[What you should do]
List every line in the data below that contains the word "ceiling".

★ ★ ★ ★ ★ ★ ★

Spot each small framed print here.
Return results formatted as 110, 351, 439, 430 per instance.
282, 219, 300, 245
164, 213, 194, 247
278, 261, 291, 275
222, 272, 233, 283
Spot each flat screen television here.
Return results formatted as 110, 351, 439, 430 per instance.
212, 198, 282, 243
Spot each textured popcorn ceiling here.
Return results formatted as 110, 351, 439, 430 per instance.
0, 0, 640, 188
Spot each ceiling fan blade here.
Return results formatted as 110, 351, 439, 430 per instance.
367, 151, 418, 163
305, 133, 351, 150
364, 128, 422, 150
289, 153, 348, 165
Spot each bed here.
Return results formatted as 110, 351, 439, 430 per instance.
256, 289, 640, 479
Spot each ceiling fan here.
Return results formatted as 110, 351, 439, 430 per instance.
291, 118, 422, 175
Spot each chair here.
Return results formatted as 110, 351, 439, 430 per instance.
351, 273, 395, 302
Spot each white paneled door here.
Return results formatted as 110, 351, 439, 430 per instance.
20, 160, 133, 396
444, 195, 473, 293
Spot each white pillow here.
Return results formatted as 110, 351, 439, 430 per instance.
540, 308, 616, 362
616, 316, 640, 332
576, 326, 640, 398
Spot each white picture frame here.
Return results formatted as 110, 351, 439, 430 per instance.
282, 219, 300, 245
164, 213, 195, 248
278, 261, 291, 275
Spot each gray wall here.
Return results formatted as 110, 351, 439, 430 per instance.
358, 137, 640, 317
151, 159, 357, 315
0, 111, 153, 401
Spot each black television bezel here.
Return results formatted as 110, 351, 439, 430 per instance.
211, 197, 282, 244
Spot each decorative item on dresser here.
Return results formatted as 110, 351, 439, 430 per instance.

★ ★ ★ ★ ★ ★ ★

[The completed task]
Spot each textured popcorn ceiling here.
Spot each ceiling fan blade here.
Spot each ceiling fan here.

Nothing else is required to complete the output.